Given exercise: Make an exact copy of the entries below.

------------------------------------------------------------------------

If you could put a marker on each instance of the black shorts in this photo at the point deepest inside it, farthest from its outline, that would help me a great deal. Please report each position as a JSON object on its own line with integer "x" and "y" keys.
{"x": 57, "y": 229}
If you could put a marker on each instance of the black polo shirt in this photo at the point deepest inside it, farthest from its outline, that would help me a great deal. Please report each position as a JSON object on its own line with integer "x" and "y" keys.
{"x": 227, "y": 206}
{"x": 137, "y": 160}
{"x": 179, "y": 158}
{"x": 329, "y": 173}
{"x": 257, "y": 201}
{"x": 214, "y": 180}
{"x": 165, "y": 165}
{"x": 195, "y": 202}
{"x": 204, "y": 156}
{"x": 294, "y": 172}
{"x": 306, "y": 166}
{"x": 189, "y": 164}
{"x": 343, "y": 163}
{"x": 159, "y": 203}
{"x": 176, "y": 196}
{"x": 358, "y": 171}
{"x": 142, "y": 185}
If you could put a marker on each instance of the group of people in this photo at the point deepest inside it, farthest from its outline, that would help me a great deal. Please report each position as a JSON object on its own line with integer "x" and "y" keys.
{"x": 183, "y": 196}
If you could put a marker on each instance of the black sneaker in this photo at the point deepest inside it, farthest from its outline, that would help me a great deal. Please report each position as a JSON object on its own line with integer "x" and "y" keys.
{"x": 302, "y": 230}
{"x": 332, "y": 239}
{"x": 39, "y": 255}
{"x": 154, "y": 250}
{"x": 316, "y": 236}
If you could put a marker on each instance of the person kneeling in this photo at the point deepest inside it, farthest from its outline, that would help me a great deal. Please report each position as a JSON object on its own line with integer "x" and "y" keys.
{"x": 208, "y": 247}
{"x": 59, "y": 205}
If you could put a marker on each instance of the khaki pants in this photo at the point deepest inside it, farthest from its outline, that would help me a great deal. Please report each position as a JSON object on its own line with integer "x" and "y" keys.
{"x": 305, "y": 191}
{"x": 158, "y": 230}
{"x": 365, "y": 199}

------------------------------------------------------------------------

Result below:
If you could put a marker on each instance of the black shorts in this photo at the point deepest inside it, farthest from its outline, that would help me a great deal. Please report each position as a JSON object on its own line with integer "x" and "y" keys.
{"x": 57, "y": 229}
If you could put a marker on each instance of the black polo shirt in this photo at the point deepest inside it, farthest from its outline, that would help me a great deal. Please report each position as a JSON object on its own line with integer "x" and "y" keys.
{"x": 227, "y": 206}
{"x": 137, "y": 160}
{"x": 179, "y": 158}
{"x": 329, "y": 173}
{"x": 257, "y": 201}
{"x": 214, "y": 180}
{"x": 165, "y": 165}
{"x": 195, "y": 202}
{"x": 204, "y": 156}
{"x": 294, "y": 172}
{"x": 306, "y": 166}
{"x": 189, "y": 164}
{"x": 343, "y": 163}
{"x": 159, "y": 203}
{"x": 176, "y": 196}
{"x": 358, "y": 171}
{"x": 142, "y": 185}
If you could put a marker on each instance of the group of people in this photo at the point deepest inside it, farthest from its outline, that would help me a great deal. Please report each position as a JSON object on its own line with integer "x" and "y" keys.
{"x": 183, "y": 196}
If you could put a marker on each instance of the black sneaker in this photo at the point deepest inside it, farthest from its outline, that would help me a great deal. Please report each position as a JSON object on its own line with integer "x" and "y" keys.
{"x": 302, "y": 230}
{"x": 332, "y": 239}
{"x": 39, "y": 255}
{"x": 154, "y": 250}
{"x": 316, "y": 236}
If you could put a marker on each instance of the person kneeling in this photo at the point deepest inside it, farthest from its outline, that would help me a great deal. Please report each position as a JSON object on its own line with integer "x" and "y" keys.
{"x": 208, "y": 247}
{"x": 59, "y": 205}
If you could put a marker on each instance of the khaki pants in this photo at the point deepest inside it, farthest from its outline, that would help me a great deal. Please report each position as a JSON object on its own line with integer "x" and "y" keys.
{"x": 305, "y": 191}
{"x": 158, "y": 230}
{"x": 365, "y": 199}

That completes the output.